• [INSTRUCTIONS TO FOLLOW]
Copy exactly the run of lines that begins at the line with "For practice, label the white beadboard" and ends at the final line of the entries.

++++ RECORDS FOR THE TASK ++++

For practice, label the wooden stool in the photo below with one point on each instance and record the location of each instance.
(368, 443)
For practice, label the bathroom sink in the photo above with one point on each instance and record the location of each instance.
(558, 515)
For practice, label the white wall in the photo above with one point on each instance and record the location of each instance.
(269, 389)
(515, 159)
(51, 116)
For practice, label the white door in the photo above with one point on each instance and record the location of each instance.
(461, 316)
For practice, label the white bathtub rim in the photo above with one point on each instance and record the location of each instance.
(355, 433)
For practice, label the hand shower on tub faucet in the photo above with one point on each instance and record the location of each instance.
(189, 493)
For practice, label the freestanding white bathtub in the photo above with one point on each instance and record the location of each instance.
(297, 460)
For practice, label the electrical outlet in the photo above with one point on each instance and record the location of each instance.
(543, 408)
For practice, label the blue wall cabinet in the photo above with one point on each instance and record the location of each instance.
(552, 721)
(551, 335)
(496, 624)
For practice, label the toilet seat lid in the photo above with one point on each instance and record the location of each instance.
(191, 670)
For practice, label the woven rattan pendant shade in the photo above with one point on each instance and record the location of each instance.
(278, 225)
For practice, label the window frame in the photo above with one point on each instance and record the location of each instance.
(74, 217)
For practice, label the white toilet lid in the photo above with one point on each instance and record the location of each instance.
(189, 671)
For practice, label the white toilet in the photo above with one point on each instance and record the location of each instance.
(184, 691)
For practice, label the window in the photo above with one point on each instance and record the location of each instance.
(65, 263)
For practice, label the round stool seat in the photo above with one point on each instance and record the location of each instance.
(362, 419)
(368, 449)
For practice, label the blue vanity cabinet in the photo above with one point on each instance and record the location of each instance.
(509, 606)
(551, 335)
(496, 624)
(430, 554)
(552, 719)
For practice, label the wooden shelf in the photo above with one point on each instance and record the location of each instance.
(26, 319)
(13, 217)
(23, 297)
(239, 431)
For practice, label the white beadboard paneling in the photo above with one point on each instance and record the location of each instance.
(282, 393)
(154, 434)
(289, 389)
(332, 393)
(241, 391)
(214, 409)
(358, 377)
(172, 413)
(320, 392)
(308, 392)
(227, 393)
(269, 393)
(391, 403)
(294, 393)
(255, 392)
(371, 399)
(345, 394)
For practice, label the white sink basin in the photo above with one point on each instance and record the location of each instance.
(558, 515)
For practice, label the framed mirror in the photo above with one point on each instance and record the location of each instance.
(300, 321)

++++

• [SOLUTION TO THIS PROBLEM]
For practice, label the white beadboard paneling in the photo above with one point on each instance and record the location of each instance.
(282, 393)
(154, 434)
(289, 389)
(332, 393)
(241, 391)
(214, 409)
(358, 377)
(172, 413)
(320, 392)
(308, 392)
(227, 393)
(269, 393)
(391, 403)
(294, 393)
(255, 392)
(371, 399)
(345, 394)
For practice, label the white sink basin in the photo above with one point on each instance and record the location of each instance.
(558, 515)
For practice, label the framed mirror in the photo above with one point on each instance and record the location of each instance.
(300, 321)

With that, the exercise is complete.